### TEXT EXTRACT:
★ ★ ★ ★ ★ ★ ★

RSS

Tag Archives: Technology

Computers, math, numbers… calculations have changed, has your IT shop done the same?

Here is a geek question to ask your friends and family, “Are computers good at math?” I had a little get together with a wide assortment of people and I went to each one of them and asked that very question. The results were overwhelming: 90% of the people responded yes, while one person responded: “not at all!” With all that information, you should be able to tell that I had 10 people in the group with 9 saying yes and 1 no, but I digress… nobody likes word math problems, especially computers.

The funny part is, most math is hard for a computer. Simple Integer math is not bad, but fractions, really big numbers, or really small numbers are complex and time-consuming. We should start with a fairly easy refresher just to get everybody on the same page. Take for instance 1 + 2. That is simple enough to convert the easy to read decimal to binary and then you calculate:

00000001 +

00000010 =

00000011* this assumes non-signed 1-byte or 8-bit binary number. 

Again, just in case you have forgotten how binary works, a very simple refresher:†

No alt text provided for this image

Yes, the original Byte, or 8-bits if you like, could hold a possible value between 0 and 255, for a total max number size of 256, because zero is a value. Which, for non-computer people does not really matter, but for programmers depending on the language being used to develop applications, an Array Index might start at 0 or 1 which over the years has caused many bugs in the system… but again, I digress. 

However, when it comes to math and computers that “is” the way it is, with many gotchas that you don’t realize are there until you dig deeper. However, since most software does calculations, most people assume that computers are good at math. 

Back to our example of adding 1 + 2 = 3. Looking at the above chart you can see if you had a number 00000011 that would equal 3. Now, what if you wanted 6 divided by 2? Easy as pie, as they are standard integer numbers that return whole numbers. However, how does a computer calculate a simple 13 divided by 7 equation?  

Go ahead, use a calculator and divided 13 by 7 or calculate it out, but the result depends on the software being used (I am using Excel 2010) and the rounding approach being applied, it will give an answer close to 1.857142857. Is that number, right?  

No alt text provided for this image

I know you are going to love the answer: maybe! It depends on what your PRECISION is set to with regards to Significant Digits or the Significant Digits of Precision (including the sign and decimal point). In most standard libraries that max number is 15 as it is in Microsoft Excel as an example. Please do not think I’m picking on Microsoft’s Excel, I use that software because I know many people use it and rely on the numbers it calculates to be correct, and for the vast majority of calculations it is, unless it is a really big or small numbers and that is where the problem comes in. Again, depending on the computer hardware, language, and compilers being used, the numbers returned may not be as exact as one might expect.

★ ★ ★ ★ ★ ★ ★

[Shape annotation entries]
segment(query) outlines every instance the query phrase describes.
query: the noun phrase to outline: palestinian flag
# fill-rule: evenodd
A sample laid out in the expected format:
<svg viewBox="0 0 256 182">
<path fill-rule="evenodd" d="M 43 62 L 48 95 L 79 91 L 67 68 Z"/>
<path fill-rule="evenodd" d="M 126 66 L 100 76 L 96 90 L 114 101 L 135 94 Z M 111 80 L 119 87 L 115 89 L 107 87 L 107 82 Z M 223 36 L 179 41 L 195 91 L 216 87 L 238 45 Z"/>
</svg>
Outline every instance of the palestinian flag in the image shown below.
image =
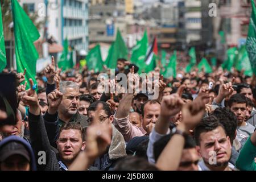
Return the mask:
<svg viewBox="0 0 256 182">
<path fill-rule="evenodd" d="M 155 36 L 150 49 L 148 52 L 145 59 L 145 64 L 147 65 L 145 70 L 146 73 L 153 71 L 156 67 L 156 61 L 158 54 L 158 43 L 156 37 Z"/>
</svg>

★ ★ ★ ★ ★ ★ ★

From the article on how computers handle math, copy word for word the passage starting with "00000011* this assumes" and going on through "good at math.".

### SOLUTION BELOW:
00000011* this assumes non-signed 1-byte or 8-bit binary number. 

Again, just in case you have forgotten how binary works, a very simple refresher:†

No alt text provided for this image

Yes, the original Byte, or 8-bits if you like, could hold a possible value between 0 and 255, for a total max number size of 256, because zero is a value. Which, for non-computer people does not really matter, but for programmers depending on the language being used to develop applications, an Array Index might start at 0 or 1 which over the years has caused many bugs in the system… but again, I digress. 

However, when it comes to math and computers that “is” the way it is, with many gotchas that you don’t realize are there until you dig deeper. However, since most software does calculations, most people assume that computers are good at math.